— Task directions —
Extract every line from the records that contains the string "bush". The match is case-sensitive.

— Information supplied —
======
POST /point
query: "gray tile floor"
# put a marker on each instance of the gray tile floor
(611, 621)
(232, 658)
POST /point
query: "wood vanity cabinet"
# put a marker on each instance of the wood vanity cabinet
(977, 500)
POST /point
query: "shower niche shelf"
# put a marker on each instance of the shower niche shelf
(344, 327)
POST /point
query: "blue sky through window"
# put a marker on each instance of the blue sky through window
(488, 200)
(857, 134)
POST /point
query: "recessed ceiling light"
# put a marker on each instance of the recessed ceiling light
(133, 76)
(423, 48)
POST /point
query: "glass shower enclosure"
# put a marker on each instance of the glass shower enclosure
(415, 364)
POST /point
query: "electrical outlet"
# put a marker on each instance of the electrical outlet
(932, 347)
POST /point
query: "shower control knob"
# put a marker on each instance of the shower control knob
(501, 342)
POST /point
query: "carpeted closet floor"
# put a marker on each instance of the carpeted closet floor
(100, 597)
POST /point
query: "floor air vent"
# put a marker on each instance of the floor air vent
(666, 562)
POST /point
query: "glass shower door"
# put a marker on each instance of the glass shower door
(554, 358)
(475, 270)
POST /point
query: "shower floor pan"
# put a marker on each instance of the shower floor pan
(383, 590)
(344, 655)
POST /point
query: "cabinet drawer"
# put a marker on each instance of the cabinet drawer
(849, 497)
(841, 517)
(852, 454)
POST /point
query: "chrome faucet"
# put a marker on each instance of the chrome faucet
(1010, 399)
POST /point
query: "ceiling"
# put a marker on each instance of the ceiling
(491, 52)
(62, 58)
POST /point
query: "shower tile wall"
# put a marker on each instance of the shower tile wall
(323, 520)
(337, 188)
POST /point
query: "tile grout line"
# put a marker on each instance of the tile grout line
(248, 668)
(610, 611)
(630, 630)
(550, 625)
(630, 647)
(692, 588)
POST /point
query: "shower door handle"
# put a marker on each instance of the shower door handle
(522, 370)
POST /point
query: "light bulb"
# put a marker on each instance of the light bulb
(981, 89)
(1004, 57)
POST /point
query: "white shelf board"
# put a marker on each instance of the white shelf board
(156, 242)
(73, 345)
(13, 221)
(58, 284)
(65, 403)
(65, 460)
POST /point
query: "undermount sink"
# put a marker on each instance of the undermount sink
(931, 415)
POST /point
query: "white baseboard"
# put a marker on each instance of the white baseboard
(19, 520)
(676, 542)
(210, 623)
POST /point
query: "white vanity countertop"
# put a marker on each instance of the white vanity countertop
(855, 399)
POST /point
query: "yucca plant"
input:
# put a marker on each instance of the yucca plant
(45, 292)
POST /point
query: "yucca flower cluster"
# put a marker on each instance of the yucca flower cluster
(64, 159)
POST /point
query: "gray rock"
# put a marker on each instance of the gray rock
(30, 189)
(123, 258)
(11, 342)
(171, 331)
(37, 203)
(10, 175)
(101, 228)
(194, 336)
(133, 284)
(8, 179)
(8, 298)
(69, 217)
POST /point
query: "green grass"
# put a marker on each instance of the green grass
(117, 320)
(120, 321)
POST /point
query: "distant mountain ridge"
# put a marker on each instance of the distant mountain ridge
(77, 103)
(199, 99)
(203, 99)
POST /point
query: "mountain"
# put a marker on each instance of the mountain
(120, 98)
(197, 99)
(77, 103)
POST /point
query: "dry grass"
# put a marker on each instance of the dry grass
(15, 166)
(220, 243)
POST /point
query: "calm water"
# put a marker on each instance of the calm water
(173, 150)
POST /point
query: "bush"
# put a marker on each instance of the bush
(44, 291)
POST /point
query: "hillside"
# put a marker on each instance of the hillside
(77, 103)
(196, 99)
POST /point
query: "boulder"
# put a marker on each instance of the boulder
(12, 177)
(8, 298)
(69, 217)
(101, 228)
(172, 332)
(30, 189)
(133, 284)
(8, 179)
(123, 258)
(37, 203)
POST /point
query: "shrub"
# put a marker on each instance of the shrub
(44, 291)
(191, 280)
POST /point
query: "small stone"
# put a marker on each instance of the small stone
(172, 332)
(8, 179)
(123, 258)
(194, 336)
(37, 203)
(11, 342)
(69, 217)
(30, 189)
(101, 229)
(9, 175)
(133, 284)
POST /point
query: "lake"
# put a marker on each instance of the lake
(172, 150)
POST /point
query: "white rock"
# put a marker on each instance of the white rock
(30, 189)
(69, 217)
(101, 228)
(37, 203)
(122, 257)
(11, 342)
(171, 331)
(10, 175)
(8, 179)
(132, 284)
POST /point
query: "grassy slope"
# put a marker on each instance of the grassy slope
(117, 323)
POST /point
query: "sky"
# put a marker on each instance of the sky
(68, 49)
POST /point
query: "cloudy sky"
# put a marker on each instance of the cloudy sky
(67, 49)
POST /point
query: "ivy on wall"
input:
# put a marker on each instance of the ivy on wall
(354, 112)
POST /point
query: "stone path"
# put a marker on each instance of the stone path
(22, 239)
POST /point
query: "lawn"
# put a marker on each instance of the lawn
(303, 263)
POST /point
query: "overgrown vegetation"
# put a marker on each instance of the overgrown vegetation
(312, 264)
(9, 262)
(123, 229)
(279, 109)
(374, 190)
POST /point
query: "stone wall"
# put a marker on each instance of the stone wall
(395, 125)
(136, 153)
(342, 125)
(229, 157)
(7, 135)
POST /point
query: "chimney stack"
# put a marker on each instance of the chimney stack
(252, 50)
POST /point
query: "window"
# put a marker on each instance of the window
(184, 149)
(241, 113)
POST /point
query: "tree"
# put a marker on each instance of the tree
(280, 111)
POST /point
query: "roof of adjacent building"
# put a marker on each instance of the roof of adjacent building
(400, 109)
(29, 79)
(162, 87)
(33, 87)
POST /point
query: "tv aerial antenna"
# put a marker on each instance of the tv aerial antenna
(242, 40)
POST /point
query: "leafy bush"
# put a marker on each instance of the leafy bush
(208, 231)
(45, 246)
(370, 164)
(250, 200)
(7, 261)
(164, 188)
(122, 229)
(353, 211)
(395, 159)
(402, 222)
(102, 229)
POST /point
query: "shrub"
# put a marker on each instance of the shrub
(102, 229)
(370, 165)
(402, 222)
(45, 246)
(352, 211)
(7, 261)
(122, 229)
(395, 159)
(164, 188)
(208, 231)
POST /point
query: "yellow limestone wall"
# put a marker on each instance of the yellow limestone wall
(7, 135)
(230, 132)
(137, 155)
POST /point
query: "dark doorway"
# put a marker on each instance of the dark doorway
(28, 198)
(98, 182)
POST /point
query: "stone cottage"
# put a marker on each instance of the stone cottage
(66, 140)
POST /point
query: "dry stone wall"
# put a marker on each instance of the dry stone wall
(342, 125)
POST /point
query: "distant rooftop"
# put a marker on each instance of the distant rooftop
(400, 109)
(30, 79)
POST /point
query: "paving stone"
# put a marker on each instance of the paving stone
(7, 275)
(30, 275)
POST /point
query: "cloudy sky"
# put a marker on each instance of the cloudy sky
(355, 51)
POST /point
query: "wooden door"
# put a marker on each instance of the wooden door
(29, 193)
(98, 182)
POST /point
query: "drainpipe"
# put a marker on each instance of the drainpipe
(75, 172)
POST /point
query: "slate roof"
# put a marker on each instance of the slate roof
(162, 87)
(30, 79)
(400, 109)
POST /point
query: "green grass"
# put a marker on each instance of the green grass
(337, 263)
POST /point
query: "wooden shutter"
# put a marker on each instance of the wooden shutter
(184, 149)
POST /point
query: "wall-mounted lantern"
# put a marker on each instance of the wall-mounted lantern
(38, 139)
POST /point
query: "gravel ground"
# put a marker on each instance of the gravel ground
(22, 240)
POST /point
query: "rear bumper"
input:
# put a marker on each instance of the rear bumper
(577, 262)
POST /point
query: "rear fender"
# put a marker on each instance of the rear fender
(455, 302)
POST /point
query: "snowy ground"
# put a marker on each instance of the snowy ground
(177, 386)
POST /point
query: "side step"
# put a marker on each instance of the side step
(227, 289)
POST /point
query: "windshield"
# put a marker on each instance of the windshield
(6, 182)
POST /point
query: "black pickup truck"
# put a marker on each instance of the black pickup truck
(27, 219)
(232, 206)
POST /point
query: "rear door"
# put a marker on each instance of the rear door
======
— Answer to the task —
query: "bush"
# put a marker on each instance of the bush
query: "leafy bush"
# put a marker on each instance of the leafy bush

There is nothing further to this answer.